Material supplied
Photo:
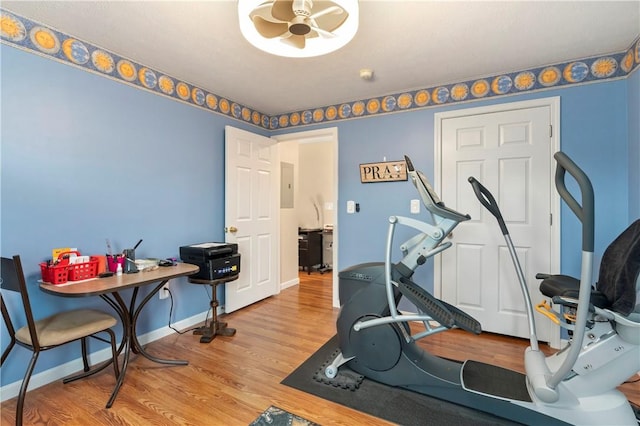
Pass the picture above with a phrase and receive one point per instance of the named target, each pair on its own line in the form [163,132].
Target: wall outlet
[351,207]
[164,291]
[415,206]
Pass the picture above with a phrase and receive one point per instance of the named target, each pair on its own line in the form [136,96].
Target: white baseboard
[289,283]
[59,372]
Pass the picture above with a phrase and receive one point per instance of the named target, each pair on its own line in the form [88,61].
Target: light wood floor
[231,380]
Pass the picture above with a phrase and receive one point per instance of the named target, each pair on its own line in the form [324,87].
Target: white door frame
[554,104]
[329,134]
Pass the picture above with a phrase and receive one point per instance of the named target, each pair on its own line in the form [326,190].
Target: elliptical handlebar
[486,199]
[584,212]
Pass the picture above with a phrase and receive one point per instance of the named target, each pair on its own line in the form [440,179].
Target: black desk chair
[51,332]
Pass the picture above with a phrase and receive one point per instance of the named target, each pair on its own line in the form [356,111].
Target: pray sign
[383,172]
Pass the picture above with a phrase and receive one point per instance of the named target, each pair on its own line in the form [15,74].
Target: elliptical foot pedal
[345,379]
[441,311]
[427,302]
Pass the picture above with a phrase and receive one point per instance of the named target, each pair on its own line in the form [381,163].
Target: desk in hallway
[309,248]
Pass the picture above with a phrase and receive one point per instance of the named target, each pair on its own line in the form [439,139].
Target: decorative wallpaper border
[28,35]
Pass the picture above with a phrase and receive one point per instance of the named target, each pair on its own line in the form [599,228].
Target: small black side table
[215,327]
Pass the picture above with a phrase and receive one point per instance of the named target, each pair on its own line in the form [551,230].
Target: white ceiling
[409,44]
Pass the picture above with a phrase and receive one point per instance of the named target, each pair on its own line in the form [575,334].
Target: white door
[510,153]
[251,221]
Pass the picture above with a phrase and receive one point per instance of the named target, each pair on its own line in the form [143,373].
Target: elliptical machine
[575,385]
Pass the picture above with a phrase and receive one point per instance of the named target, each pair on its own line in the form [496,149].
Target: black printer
[216,260]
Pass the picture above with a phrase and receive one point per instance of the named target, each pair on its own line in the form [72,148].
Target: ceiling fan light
[313,45]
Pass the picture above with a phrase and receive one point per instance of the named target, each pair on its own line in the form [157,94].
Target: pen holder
[129,266]
[113,261]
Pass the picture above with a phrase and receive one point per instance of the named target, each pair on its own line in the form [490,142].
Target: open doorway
[313,156]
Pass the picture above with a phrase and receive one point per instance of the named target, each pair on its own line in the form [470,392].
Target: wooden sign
[383,172]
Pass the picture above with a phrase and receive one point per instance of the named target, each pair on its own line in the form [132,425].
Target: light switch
[415,206]
[351,207]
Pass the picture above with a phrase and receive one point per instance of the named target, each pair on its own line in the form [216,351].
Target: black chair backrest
[619,270]
[12,278]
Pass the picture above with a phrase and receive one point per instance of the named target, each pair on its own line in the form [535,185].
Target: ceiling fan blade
[295,41]
[283,10]
[332,9]
[323,33]
[329,18]
[269,29]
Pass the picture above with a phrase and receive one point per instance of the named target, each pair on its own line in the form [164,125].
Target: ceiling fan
[313,26]
[294,21]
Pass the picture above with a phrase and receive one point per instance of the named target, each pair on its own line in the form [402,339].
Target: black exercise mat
[393,404]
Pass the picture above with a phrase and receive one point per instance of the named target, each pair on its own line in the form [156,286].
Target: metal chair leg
[85,361]
[23,389]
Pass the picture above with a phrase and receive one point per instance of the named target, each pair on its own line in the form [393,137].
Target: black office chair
[53,331]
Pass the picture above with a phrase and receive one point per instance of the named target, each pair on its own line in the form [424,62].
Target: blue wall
[594,132]
[633,117]
[85,158]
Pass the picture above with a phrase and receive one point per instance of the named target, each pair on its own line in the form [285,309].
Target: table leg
[134,337]
[129,317]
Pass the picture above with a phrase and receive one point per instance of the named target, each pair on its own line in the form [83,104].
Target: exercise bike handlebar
[486,199]
[584,212]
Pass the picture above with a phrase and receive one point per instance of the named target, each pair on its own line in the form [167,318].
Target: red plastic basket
[84,271]
[58,274]
[62,272]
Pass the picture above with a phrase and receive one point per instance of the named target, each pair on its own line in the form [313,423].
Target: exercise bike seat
[618,277]
[569,287]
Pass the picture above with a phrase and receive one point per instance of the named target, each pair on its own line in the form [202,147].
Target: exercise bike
[576,385]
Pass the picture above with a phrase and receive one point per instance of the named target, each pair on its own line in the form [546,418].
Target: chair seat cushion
[67,326]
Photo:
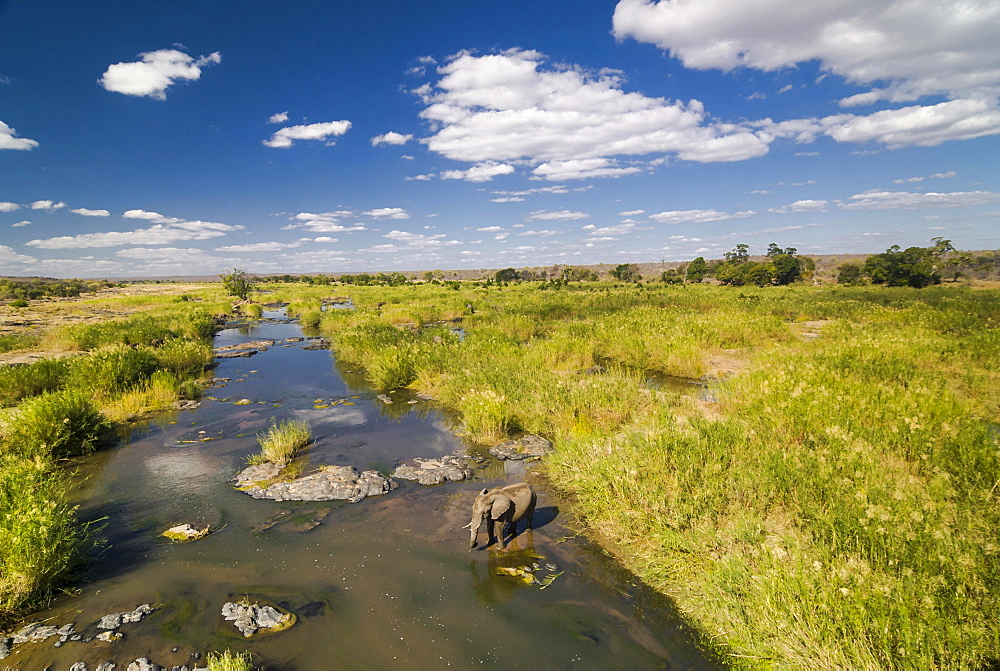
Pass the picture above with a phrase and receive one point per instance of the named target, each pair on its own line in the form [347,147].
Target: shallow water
[389,580]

Exercise goal
Transcribe the material as is, with images omitted.

Worked answer
Photo:
Pass the picture above with a phrase and receive one point per instance of the named target, each pair on its own line in the form [163,132].
Target: wall outlet
[351,207]
[164,291]
[415,206]
Pass the picture above with a phrase and receive one point per instance of the named target, each pair on its own line in the form [136,96].
Target: white baseboard
[289,283]
[59,372]
Pass the picture above with a phrase and receive one point per instance of the named target, each pair on its own line in the form [88,61].
Target: light wood floor
[231,380]
Pass the picture above with a phrase and receive one point per instance of the named target, each pair on its own line in the form [324,87].
Target: white door frame
[554,104]
[329,134]
Pass the picture above with a phrase and receive one point per instance of the named target, each pair on its own line in the form [326,190].
Target: elliptical handlebar
[486,199]
[584,212]
Pass the picture above with a phrase and receive one point per instance of the named target, each pair on its own line in the form [440,179].
Target: black desk chair
[51,332]
Pass the picture above with a phrase and receive one point per instance of the named target, each pair on its own line in the form [356,111].
Target: pray sign
[383,172]
Pass the picture above with a phrase and receive one point per instance of the named target, each pair on its own line in the form [15,74].
Target: elliptical foot pedal
[345,379]
[441,311]
[427,302]
Pass the picture above with a phrase and receive one point per instance of the named target, each pair on its own line in the form [381,163].
Target: desk in hallway
[309,248]
Pass the picture above with a phrase and receive one point per instance of the named target, each pair on its own line in the form [439,139].
Target: decorative wallpaper border
[28,35]
Pass the picture above with a phrase and receive one point per instance of the named target, each pair on its own line in the form [599,228].
Target: small black side table
[215,327]
Pass the picture above with a phrase and receive one point per instance of the named target, each pair on its own line in the form [551,230].
Target: white ceiling
[409,44]
Pass the picture above with a phrase and receive one point per instance of the named target, each pair on its own line in the form [575,334].
Target: white door
[510,153]
[251,221]
Pass the picture above with a phrase and receive one point per instance of the named target, each pair on its own line in the form [143,373].
Target: elliptical machine
[575,385]
Pass the picture above with a phrase and receive one point per instance of the named target, each pair on its own line in the form [496,149].
Target: black printer
[216,260]
Pass the picture above with a phrase and receive one point per instance of the named target, each pair on its own line in the form [72,148].
Target: ceiling fan light
[313,45]
Pass the picture above with a phrase and receive one point per instance of the named target, each pair on its own line in the form [157,94].
Target: pen holder
[129,266]
[113,261]
Pass the picture above with a phrase and receive one point per instance of the named target, each pair on its own line in the form [490,142].
Target: open doorway
[313,156]
Pass the picture above with a phrase and receive one point per instance of the named target, each pair on its own line in the form [470,392].
Target: wooden sign
[383,172]
Pass the picture above with a phrase and receive one point per instance of the named target, each pair on its own line in the form [132,425].
Target: light switch
[415,206]
[351,207]
Pass the picture above with a phrase and receive one point per instance of the named target, each pair on its own line in the form [216,351].
Target: black chair backrest
[619,270]
[12,278]
Pass the picture above with a phrase and receive one point per instance of the named target, each pair on its own line in the form [535,185].
Target: ceiling fan blade
[295,41]
[283,10]
[332,9]
[323,33]
[329,18]
[269,29]
Pass the picture above with a phrase and receive one point per instance of the named target, each pair on its own line in the form [164,125].
Target: ceiling fan
[313,26]
[294,21]
Pass the picture above with a phrase and receive one point per instance of the named target, each pair on its own line in the form [402,339].
Target: black exercise mat
[393,404]
Pass the picture above with a phrase and receive one point per instance of the named target, each pair on its own line in the form [156,286].
Target: metal chair leg
[85,361]
[23,389]
Pass the picture above with a phrase and receive one point per instance of the named target, each pair on its own line in the form [393,137].
Target: black office chair
[53,331]
Pass the picture above with a phrase and receive one point per instance of the named target, each pair on its own line in the form [424,62].
Target: blue wall
[594,132]
[633,117]
[85,158]
Pass the picture above with a phrase and receive one point per instance of the named target, each pair on its own line in the form [285,309].
Target: table leg
[134,337]
[129,317]
Pass the picture above with a phrase and receive one point per instance of the named target, each pair on its own line in the form [83,104].
Target: exercise bike handlebar
[486,199]
[584,212]
Pass the picture above with a phrase and receive one point per instance of the named target, each pair on its own line in the form [167,318].
Target: red plastic basket
[84,271]
[58,274]
[62,272]
Pass the picture above with a phrase and receive one point per instance of the named target, each pair on its own line in the form [313,423].
Target: exercise bike seat
[618,277]
[569,287]
Pass the picture above with a phrase and receive one point per instance of the named target, each pair on its own line in the form [202,147].
Target: exercise bike
[576,385]
Pass the picture above with a phrase and receive one point per instance of the named target, each pair on its own line in the form [546,418].
Target: chair seat cushion
[67,326]
Photo:
Pass the picture above with a phrase and receive one point per instance of the named target, each pair on its own line in the form [347,147].
Target: shallow water
[389,580]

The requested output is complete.